[Collected data entries]

++++++

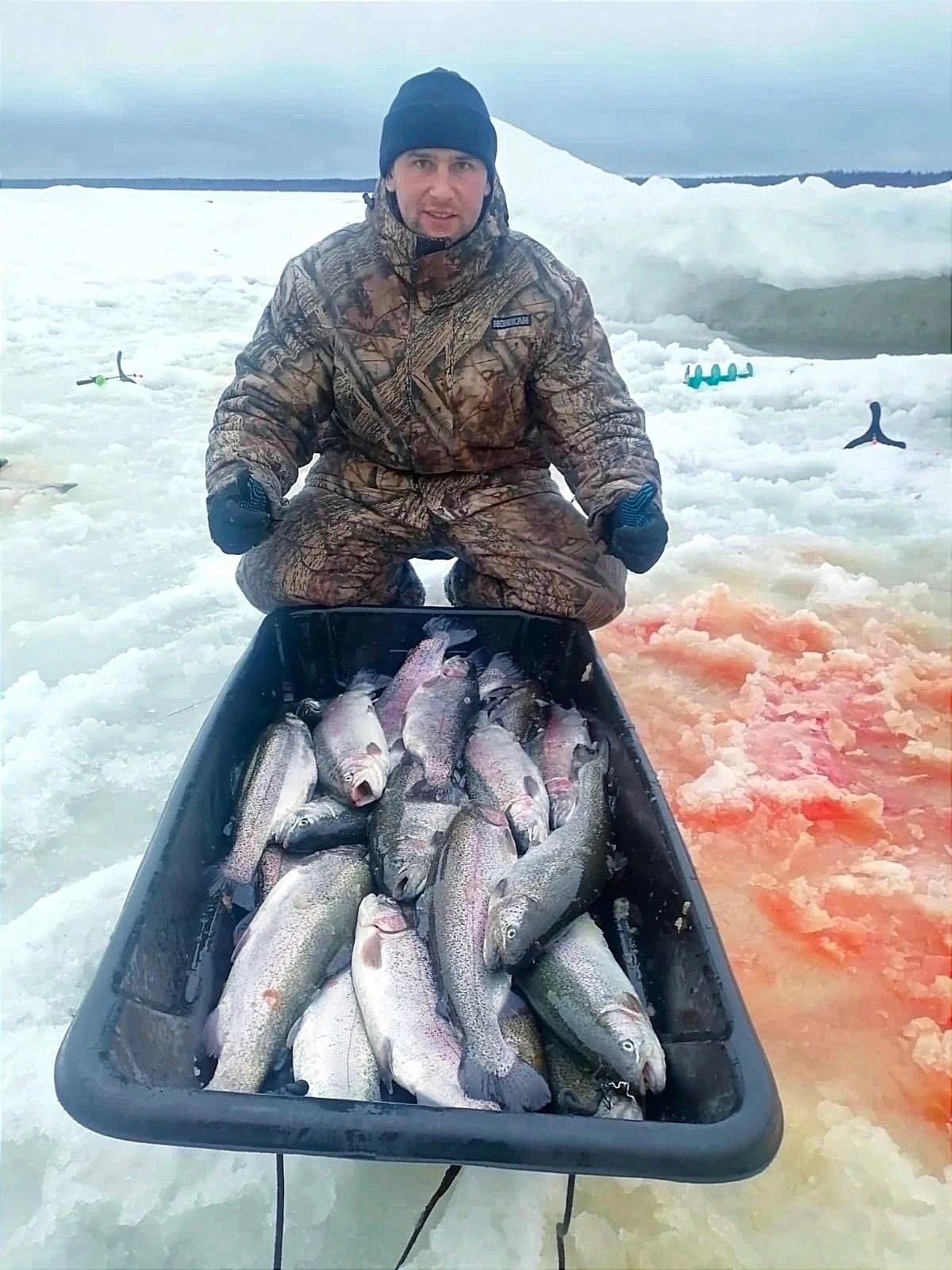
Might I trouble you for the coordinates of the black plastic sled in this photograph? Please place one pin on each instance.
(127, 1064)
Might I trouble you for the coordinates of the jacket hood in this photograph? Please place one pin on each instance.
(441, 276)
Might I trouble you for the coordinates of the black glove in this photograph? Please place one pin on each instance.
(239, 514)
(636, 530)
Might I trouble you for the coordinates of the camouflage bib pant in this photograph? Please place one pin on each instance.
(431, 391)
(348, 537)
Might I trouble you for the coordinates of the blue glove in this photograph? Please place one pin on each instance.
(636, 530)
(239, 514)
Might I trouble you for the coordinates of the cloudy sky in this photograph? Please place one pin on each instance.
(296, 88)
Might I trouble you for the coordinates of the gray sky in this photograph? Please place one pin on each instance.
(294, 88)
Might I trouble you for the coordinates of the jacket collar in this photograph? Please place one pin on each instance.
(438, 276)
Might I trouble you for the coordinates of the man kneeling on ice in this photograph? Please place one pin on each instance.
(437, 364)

++++++

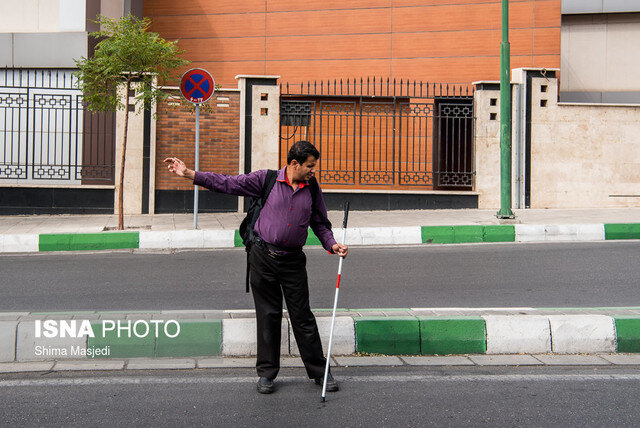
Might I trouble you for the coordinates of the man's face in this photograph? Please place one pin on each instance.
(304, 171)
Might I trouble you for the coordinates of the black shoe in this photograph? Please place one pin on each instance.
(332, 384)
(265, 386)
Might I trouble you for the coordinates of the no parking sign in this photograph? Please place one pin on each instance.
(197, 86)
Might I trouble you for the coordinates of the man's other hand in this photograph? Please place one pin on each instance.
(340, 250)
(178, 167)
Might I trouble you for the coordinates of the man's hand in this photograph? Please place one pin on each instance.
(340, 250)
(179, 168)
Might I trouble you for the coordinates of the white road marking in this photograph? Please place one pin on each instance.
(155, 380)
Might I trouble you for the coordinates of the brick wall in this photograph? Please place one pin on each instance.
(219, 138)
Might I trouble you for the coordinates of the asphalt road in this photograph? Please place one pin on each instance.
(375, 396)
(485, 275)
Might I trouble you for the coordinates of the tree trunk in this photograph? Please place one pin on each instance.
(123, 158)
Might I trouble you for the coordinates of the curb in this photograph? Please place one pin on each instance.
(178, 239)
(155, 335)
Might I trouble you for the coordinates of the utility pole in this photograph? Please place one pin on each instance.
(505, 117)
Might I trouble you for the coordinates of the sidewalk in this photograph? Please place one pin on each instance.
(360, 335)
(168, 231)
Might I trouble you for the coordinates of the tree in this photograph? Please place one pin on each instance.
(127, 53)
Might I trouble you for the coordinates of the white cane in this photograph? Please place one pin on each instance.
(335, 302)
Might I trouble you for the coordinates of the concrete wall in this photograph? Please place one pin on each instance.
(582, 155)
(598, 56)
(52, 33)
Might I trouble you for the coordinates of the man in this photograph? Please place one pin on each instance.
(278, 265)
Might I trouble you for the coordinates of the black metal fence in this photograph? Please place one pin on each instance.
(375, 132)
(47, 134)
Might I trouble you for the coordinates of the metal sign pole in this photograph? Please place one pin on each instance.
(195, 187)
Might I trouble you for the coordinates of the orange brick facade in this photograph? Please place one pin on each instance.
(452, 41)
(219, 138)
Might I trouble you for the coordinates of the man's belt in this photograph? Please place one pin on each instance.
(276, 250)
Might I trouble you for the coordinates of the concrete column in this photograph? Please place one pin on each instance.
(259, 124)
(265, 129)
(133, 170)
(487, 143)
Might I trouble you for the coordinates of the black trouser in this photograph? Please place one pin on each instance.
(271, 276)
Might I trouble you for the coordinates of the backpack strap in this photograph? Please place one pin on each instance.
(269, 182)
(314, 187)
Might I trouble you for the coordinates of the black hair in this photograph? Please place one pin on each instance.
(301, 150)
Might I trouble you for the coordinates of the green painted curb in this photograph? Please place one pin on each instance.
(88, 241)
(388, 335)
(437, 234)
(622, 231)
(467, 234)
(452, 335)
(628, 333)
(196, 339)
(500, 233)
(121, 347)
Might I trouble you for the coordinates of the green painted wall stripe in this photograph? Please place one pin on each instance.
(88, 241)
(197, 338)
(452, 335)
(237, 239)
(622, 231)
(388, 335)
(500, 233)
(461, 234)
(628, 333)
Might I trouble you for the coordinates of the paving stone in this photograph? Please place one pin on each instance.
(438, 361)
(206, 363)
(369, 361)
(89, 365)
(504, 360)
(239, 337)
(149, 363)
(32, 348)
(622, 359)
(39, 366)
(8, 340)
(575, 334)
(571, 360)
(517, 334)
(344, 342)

++++++

■ **THE TASK**:
Return each line in the entries that contains the word "brick", copied in full.

■ **SOLUTION FOR THIS PROBLEM**:
Might I trouble you for the coordinates of the brick wall in this photograph? Please place one pin on each instance.
Might I trouble you for the coordinates of the orange brick facade in this photograph? Please place one pin on each instance.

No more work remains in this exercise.